- Written instruction: Give the data a second time, exactly and in full.

- Given data:
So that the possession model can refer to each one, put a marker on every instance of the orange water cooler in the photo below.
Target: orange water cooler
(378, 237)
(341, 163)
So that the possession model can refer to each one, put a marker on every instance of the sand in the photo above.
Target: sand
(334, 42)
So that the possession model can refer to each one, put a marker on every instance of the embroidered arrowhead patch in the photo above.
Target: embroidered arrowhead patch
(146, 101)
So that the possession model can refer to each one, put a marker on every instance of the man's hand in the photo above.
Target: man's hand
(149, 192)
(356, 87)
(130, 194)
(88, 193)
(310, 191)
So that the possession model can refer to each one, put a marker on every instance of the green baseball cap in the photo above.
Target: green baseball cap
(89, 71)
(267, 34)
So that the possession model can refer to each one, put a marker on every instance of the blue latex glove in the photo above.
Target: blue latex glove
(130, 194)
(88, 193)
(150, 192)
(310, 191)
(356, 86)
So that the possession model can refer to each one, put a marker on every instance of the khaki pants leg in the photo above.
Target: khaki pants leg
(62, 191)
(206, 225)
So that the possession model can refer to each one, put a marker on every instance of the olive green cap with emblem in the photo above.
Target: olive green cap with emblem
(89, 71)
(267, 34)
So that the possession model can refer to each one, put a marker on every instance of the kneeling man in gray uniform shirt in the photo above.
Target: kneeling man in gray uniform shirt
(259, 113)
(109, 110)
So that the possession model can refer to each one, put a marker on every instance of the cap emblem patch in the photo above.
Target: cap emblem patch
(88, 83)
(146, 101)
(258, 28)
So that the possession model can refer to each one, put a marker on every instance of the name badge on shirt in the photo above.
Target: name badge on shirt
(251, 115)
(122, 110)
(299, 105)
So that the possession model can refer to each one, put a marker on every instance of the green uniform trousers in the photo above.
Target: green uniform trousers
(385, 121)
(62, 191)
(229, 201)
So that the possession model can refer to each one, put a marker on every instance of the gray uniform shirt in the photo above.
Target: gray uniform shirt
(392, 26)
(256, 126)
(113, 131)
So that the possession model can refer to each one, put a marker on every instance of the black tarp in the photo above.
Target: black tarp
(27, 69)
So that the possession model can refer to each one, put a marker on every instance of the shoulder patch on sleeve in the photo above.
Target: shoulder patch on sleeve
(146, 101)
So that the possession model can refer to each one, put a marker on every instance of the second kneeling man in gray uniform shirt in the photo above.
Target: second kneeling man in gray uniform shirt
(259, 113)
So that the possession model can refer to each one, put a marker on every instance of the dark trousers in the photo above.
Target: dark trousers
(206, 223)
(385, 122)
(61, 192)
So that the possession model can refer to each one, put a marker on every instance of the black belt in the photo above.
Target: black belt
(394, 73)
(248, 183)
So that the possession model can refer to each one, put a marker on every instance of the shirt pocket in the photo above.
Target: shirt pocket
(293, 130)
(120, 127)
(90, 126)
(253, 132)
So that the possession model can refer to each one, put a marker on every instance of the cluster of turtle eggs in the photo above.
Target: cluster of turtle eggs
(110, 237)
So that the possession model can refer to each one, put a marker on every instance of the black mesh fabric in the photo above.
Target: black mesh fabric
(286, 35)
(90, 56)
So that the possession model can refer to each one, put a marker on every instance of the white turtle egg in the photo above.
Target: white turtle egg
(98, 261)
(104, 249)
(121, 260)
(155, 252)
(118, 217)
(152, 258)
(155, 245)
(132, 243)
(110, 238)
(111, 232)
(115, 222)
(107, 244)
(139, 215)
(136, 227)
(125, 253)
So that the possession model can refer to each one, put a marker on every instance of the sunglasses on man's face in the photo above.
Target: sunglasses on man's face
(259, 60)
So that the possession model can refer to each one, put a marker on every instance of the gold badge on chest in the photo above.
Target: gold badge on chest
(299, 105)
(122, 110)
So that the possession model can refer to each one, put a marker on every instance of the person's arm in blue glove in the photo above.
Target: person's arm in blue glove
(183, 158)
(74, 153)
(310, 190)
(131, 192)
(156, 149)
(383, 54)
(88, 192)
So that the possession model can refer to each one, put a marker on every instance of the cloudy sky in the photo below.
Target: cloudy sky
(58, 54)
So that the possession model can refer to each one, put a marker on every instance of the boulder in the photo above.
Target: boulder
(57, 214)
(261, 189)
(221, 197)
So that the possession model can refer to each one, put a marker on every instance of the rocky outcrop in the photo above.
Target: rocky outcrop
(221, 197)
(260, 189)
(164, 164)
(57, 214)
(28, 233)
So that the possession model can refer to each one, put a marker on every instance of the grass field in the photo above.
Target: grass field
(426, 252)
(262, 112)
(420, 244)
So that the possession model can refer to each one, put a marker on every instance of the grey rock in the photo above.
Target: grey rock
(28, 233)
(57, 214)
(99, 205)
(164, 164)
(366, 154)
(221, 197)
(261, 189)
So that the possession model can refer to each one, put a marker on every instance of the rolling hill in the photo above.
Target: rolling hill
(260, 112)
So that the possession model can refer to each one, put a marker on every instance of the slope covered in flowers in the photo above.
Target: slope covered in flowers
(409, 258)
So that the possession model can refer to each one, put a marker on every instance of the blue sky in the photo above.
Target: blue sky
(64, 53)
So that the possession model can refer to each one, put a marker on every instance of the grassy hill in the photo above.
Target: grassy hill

- Task solution:
So that the possession model can refer to each one, put a marker on every instance of the orange water cooler in the photo below.
Target: orange water cooler
(378, 237)
(341, 163)
So that the possession model can refer to each one, put a marker on every instance of the sand in the photo above.
Target: sand
(334, 42)
So that the possession model can refer to each one, put a marker on every instance of the embroidered arrowhead patch in the photo above.
Target: embroidered arrowhead patch
(146, 101)
So that the possession model can refer to each one, put a marker on every instance of the man's hand in the photo above.
Target: man's hand
(149, 192)
(356, 87)
(130, 194)
(88, 193)
(310, 191)
So that the possession model can refer to each one, put a marker on every instance of the green baseball cap in the photo above.
Target: green baseball cap
(89, 71)
(267, 34)
So that the possession model can refer to each one, put a marker on every instance of the blue latex glove in the photo above.
Target: blue latex glove
(130, 194)
(88, 193)
(150, 192)
(310, 191)
(356, 86)
So that the possession model can refer to each one, put a marker on every instance of the khaki pants leg in the photo above.
Target: khaki pants leg
(62, 191)
(206, 225)
So that the possession model can refer to each one, put a marker on every instance of the olive green cap with emblem in the photo above.
Target: olive green cap with emblem
(89, 71)
(267, 34)
So that the possession model can refer to each one, put a marker on every instance of the kneeling man in gray uniform shirt in the photo above.
Target: kneeling man in gray uniform shirt
(259, 113)
(109, 110)
So that the possession model can refer to each one, put a marker on every instance of the cap emblem patch in the photo above.
Target: cap emblem patch
(88, 83)
(146, 101)
(258, 28)
So that the possession model can refer to each one, put a marker on every instance of the name badge on shirt in the photo above.
Target: name badge on shirt
(251, 115)
(122, 110)
(299, 105)
So that the possession model can refer to each one, put a marker on every instance of the green uniform trousers in the photo above.
Target: green uniform trousers
(385, 121)
(62, 191)
(229, 201)
So that the possession model can refer to each one, put a marker on every instance of the gray uniform shirt in the photo above.
Target: gray uniform shirt
(392, 26)
(256, 126)
(113, 131)
So that the possession model can refer to each one, put a marker on every instance of the black tarp in the photo above.
Target: black tarp
(27, 69)
So that the possession model can refer to each one, put a marker on every instance of the shoulder patch on sleeve in the photo above.
Target: shoulder patch on sleeve
(146, 101)
So that the possession model can refer to each one, put a marker on every instance of the second kneeling man in gray uniform shirt in the photo above.
Target: second kneeling man in gray uniform shirt
(259, 113)
So that the possession model can refer to each one, put a marker on every instance of the dark trousers in the photo above.
Target: dark trousers
(206, 223)
(385, 122)
(61, 192)
So that the possession model can refer to each one, put a marker on every instance of the black belt in the photo above.
Target: black belt
(394, 73)
(248, 183)
So that the possession model can refer to each one, put a marker on every instance of the shirt pocket in the photo above.
Target: shirt pocket
(293, 130)
(120, 127)
(90, 126)
(253, 132)
So that the possession model can refer to each one, put a marker on every instance of the cluster of turtle eggs in the photo above.
Target: cluster of turtle eggs
(110, 237)
So that the possession model can refer to each one, put a marker on every instance of the black mesh fabric in the photo above.
Target: black mesh fabric
(286, 35)
(90, 56)
So that the possession model can refer to each one, put a marker on every instance of the white turtle egg in the photo above.
Target: white turtle egg
(98, 261)
(104, 249)
(121, 260)
(155, 252)
(118, 217)
(152, 258)
(155, 245)
(132, 243)
(110, 238)
(111, 232)
(115, 222)
(107, 244)
(139, 215)
(136, 227)
(125, 253)
So that the possession model can refer to each one, put a marker on every instance of the sunglasses on man's face in the photo above.
Target: sunglasses on man's face
(259, 60)
So that the possession model can refer to each one, put a marker on every instance of the gold badge on chest in the photo above.
Target: gold badge on chest
(299, 105)
(122, 110)
So that the possession model can refer to each one, put a marker on every instance of the person's arm in blue glove in the photo above.
Target: person's arm in blue glove
(183, 158)
(74, 153)
(310, 190)
(131, 192)
(156, 149)
(383, 54)
(88, 192)
So that the possession model can refer to each one, put a marker on every instance of the cloudy sky in the photo below.
Target: cloudy sky
(58, 54)
So that the possession model can refer to each one, put a marker on every instance of the boulder in the photo above.
Target: boulder
(57, 214)
(261, 189)
(221, 197)
So that the possession model can refer to each one, put a marker on every instance of the rocky outcrop in the photo above.
Target: rocky outcrop
(221, 197)
(260, 189)
(164, 164)
(57, 214)
(28, 233)
So that the possession model can refer to each one, put a marker on every instance of the grass field in the photo above.
Target: grass field
(426, 252)
(262, 112)
(420, 244)
So that the possession model can refer to each one, put a marker on every instance of the grey rock in the photo above.
Target: grey rock
(28, 233)
(57, 214)
(99, 205)
(164, 164)
(366, 154)
(221, 197)
(261, 189)
So that the possession model can refer to each one, put a marker on every instance of the rolling hill in the photo above.
Target: rolling hill
(260, 112)
So that the possession model can refer to each one, put a marker on every instance of the slope covered in flowers in the photo above.
Target: slope covered in flowers
(409, 258)
So that the possession model can refer to each one, put a marker on every instance of the blue sky in the photo above.
Target: blue sky
(64, 53)
So that the possession model can refer to each one, put a marker on every instance of the grassy hill in the photo above.
Target: grassy hill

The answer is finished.